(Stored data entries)
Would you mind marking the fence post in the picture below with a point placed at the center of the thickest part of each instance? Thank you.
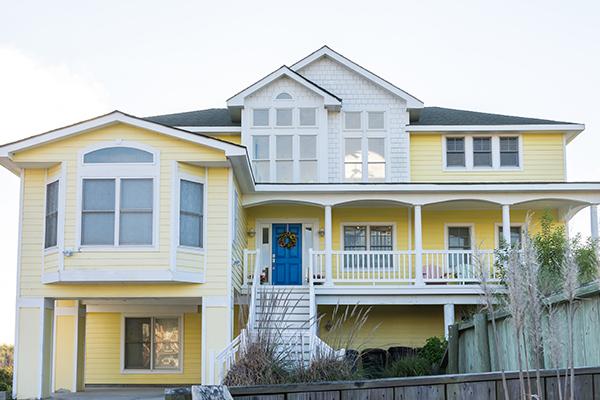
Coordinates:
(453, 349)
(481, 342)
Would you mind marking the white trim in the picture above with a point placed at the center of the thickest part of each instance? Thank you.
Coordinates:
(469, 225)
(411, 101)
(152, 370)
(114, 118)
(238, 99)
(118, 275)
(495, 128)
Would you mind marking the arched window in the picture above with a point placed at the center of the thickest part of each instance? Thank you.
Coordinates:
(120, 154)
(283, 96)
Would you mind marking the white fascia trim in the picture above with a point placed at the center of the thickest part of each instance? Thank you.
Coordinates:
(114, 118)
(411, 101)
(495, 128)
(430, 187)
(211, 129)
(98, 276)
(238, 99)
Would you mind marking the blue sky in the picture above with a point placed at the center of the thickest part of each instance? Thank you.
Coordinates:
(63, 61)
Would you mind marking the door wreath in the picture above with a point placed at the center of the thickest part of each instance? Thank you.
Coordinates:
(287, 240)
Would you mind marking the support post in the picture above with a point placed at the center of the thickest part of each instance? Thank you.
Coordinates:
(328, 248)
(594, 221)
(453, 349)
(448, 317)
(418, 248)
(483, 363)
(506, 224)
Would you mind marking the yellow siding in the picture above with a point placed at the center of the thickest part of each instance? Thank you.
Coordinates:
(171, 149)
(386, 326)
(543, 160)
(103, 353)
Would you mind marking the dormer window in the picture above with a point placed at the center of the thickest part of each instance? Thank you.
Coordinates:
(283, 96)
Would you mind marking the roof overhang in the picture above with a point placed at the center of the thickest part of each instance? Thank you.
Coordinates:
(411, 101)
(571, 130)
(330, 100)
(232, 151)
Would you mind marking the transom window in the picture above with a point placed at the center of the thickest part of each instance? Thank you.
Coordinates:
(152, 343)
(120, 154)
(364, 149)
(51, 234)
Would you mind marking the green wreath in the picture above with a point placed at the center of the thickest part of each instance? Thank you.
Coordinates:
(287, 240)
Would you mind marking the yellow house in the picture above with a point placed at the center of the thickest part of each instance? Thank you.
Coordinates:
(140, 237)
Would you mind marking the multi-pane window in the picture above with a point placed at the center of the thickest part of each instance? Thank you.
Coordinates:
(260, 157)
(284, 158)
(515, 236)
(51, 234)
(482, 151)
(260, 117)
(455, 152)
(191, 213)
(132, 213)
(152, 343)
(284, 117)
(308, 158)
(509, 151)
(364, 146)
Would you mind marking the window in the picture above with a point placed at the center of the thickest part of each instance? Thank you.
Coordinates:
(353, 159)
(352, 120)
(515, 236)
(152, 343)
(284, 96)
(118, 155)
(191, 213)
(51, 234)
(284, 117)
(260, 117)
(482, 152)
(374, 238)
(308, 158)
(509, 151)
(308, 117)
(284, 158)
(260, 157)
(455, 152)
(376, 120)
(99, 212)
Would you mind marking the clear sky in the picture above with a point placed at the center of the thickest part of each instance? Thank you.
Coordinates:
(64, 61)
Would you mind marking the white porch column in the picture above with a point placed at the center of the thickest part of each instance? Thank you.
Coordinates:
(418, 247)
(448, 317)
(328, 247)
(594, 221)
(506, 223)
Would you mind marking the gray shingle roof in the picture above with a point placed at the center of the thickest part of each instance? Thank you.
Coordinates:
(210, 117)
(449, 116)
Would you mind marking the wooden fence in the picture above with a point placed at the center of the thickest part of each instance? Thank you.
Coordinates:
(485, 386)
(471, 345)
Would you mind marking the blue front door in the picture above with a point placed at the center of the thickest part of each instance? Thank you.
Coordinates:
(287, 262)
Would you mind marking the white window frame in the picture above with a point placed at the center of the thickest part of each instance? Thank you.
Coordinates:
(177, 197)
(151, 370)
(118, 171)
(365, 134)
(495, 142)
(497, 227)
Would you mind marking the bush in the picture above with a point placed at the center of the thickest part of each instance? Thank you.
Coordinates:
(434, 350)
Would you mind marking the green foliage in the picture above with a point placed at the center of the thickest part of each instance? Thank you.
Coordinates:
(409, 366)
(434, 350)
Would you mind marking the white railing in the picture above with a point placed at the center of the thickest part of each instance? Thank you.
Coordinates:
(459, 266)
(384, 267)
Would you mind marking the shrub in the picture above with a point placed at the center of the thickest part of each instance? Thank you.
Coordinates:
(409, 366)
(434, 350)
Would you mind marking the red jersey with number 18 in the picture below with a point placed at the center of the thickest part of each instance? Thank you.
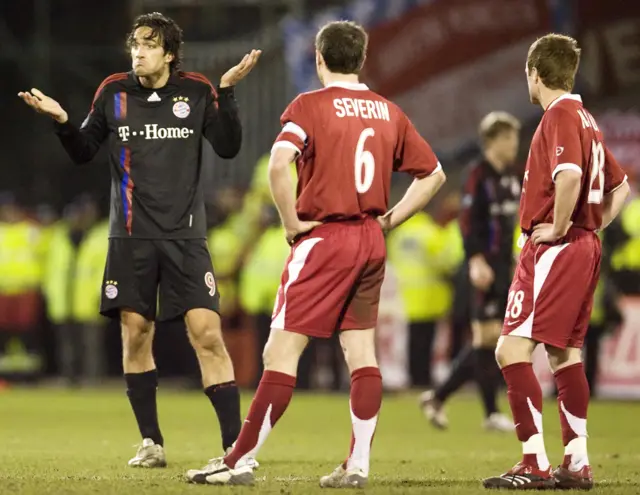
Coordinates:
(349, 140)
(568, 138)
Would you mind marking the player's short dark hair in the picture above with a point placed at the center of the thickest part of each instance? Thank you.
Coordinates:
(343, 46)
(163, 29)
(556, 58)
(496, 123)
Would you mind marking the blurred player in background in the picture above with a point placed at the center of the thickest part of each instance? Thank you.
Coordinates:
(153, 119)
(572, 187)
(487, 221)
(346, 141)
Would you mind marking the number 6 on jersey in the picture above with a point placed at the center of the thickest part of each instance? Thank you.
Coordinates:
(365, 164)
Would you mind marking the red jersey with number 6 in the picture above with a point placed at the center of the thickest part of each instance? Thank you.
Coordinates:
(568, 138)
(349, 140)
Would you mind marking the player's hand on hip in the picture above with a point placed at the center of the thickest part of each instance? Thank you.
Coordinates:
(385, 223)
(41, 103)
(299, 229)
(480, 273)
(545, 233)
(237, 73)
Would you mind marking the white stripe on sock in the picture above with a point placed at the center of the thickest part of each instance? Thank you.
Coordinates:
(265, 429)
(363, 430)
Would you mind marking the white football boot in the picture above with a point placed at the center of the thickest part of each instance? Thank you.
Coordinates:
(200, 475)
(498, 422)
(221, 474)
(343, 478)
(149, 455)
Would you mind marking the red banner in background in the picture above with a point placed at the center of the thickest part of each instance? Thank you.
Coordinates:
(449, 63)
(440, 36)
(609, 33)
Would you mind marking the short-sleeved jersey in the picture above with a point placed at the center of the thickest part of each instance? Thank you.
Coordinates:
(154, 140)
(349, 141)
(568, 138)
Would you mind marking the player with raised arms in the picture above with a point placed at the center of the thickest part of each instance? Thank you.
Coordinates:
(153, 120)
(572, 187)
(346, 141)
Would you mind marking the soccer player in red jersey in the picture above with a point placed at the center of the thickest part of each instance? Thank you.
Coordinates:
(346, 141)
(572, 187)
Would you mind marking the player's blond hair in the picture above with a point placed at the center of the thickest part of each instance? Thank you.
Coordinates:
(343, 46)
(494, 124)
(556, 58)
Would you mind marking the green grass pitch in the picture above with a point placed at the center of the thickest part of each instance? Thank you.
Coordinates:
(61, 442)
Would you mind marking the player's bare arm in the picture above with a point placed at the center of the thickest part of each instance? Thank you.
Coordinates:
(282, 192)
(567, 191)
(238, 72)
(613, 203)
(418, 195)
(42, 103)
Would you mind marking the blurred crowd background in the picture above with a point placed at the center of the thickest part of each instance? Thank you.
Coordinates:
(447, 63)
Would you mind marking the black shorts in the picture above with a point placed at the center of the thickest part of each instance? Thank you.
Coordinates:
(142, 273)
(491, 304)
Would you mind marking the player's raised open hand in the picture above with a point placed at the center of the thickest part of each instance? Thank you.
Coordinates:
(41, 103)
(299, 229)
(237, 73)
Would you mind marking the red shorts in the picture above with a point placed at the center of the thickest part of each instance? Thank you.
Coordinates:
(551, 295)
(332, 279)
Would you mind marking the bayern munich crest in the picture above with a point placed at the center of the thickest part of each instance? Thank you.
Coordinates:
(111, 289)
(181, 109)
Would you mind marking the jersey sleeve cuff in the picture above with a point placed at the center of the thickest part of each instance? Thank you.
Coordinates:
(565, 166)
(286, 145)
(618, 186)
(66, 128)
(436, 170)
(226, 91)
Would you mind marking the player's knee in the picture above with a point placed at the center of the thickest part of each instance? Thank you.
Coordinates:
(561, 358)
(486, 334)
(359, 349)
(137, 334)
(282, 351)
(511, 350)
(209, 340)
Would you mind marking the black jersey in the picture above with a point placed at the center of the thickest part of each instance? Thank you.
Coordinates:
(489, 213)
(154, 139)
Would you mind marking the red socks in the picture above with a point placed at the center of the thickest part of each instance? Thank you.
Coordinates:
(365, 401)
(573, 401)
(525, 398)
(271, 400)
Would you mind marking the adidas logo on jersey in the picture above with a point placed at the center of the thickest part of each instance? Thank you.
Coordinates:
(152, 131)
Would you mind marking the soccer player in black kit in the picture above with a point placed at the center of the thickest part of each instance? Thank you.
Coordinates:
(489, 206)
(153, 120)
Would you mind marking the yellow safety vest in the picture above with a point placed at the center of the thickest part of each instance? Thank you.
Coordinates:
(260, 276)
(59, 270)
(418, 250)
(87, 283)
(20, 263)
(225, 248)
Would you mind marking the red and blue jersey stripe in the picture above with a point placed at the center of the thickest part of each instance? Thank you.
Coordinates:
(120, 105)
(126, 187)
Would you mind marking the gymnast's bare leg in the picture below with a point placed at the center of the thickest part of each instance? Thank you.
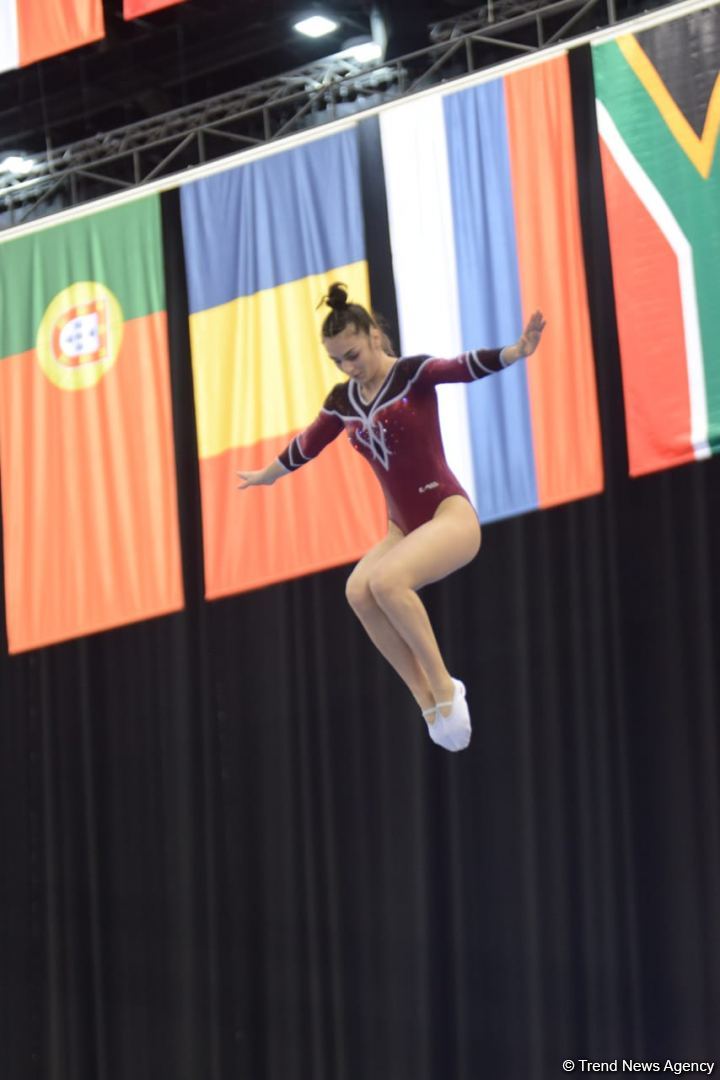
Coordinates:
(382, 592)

* * *

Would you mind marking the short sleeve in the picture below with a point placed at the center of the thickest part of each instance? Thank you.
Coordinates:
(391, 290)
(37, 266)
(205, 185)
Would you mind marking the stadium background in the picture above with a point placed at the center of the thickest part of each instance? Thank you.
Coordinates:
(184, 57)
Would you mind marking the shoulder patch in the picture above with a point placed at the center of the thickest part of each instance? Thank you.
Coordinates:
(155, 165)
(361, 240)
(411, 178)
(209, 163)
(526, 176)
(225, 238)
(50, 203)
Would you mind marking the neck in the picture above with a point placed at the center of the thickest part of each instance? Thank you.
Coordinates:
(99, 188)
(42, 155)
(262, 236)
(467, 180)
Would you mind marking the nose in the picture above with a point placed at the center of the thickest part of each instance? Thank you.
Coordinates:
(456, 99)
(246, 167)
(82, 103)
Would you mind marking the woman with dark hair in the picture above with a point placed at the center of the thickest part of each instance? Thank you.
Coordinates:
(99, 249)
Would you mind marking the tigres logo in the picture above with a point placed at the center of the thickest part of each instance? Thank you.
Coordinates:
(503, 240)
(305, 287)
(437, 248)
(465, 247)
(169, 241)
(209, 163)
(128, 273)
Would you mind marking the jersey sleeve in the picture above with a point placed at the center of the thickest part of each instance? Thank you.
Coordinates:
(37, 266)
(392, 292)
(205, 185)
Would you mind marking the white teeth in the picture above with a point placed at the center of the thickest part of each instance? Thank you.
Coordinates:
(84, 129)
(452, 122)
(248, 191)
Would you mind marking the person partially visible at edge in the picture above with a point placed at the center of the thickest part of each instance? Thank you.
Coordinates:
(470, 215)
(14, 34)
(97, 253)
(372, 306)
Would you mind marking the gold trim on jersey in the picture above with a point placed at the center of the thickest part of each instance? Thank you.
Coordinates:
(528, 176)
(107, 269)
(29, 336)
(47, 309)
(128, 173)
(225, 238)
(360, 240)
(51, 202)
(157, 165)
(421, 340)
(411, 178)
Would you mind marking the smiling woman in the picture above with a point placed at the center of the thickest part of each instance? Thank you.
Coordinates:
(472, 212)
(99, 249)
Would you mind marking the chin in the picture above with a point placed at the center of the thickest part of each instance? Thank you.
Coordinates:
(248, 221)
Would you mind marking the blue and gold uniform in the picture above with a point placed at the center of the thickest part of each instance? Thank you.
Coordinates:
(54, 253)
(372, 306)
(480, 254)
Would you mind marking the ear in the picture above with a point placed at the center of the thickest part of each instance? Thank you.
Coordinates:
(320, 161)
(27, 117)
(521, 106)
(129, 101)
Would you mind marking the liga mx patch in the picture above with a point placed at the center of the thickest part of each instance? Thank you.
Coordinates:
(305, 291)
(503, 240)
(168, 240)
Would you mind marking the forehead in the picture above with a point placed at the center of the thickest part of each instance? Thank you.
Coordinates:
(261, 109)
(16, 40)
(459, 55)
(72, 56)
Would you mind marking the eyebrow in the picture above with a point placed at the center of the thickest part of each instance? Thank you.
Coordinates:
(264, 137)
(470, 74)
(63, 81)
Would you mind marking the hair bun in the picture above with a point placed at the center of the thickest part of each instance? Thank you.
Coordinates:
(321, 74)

--

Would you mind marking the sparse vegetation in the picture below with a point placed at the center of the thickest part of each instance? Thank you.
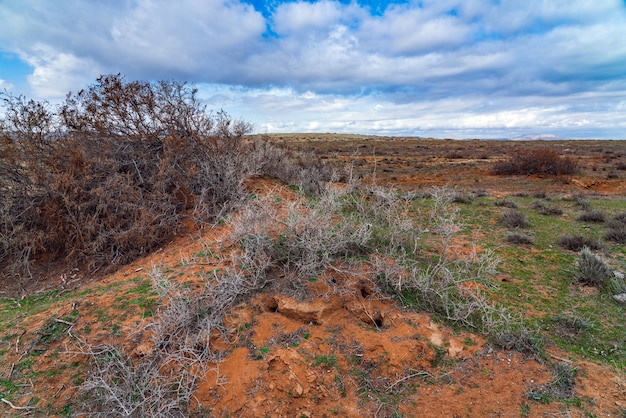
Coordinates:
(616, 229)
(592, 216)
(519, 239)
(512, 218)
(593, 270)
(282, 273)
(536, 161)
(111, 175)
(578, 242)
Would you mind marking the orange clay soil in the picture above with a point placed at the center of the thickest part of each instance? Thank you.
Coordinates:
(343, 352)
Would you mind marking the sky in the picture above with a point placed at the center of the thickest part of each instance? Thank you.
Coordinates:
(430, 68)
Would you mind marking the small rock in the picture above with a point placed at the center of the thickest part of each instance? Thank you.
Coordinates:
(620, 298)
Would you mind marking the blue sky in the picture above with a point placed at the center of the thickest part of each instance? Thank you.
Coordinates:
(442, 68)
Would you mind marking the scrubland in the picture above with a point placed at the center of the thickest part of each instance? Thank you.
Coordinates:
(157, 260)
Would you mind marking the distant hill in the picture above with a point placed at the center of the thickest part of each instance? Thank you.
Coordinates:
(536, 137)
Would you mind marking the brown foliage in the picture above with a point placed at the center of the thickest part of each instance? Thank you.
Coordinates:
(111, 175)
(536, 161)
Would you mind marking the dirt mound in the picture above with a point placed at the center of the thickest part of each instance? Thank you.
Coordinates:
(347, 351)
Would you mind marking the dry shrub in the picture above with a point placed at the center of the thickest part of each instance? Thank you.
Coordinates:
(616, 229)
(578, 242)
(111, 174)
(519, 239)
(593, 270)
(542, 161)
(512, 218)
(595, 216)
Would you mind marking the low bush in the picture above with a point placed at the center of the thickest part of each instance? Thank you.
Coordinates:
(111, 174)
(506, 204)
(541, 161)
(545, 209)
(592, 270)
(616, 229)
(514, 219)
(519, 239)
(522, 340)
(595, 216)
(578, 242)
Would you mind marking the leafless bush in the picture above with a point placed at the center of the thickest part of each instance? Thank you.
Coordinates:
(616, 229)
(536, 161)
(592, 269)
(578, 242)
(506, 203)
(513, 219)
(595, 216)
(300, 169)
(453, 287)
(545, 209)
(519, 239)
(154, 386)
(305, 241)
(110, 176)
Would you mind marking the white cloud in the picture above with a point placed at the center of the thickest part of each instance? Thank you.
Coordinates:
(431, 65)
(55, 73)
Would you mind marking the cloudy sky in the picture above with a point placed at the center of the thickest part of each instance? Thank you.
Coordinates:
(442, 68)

## Problem statement
With the pictures removed, print only the lines starting at the line that has "Would you mind marking the fence" and ending at the line that has "Would you mind marking the yellow siding", both ends included, exactly as they stand above.

## Response
Would you mind marking the fence post in the picture below with a point placed at the center of the thickest part of each instance? Thank you.
Coordinates:
(453, 349)
(481, 342)
Would you mind marking the white trim in the picture above with a point placed at the center of the thickest part of each instance? Thank you.
Coordinates:
(469, 225)
(411, 101)
(152, 370)
(114, 118)
(238, 99)
(118, 275)
(495, 128)
Would you mind marking the arched window in the picture above with a point placed at the center of the thickest part of each instance? Thank you.
Coordinates:
(120, 154)
(283, 96)
Would you mind marking the white fascia trim in the picture above with a point placed at the center of the thickest part of each instance? Thank you.
Coordinates:
(114, 118)
(411, 101)
(495, 128)
(430, 187)
(211, 129)
(98, 276)
(238, 99)
Would you mind marking the blue sky in the picture above with a point placed at the center of the thickest part of each instance? Thank you.
Coordinates:
(63, 61)
Would you mind marking the door wreath in the picture above with a point placed at the center of the thickest part of each instance? Thank you.
Coordinates:
(287, 240)
Would you mind marking the support post in the picture above with a point placed at the center of the thickest part of each instance? Thank you.
Coordinates:
(328, 248)
(594, 221)
(453, 349)
(448, 317)
(418, 248)
(483, 363)
(506, 224)
Would you mind marking the yellow siding in the picture above with a point placed at the center of the thickest part of each instance? Thank you.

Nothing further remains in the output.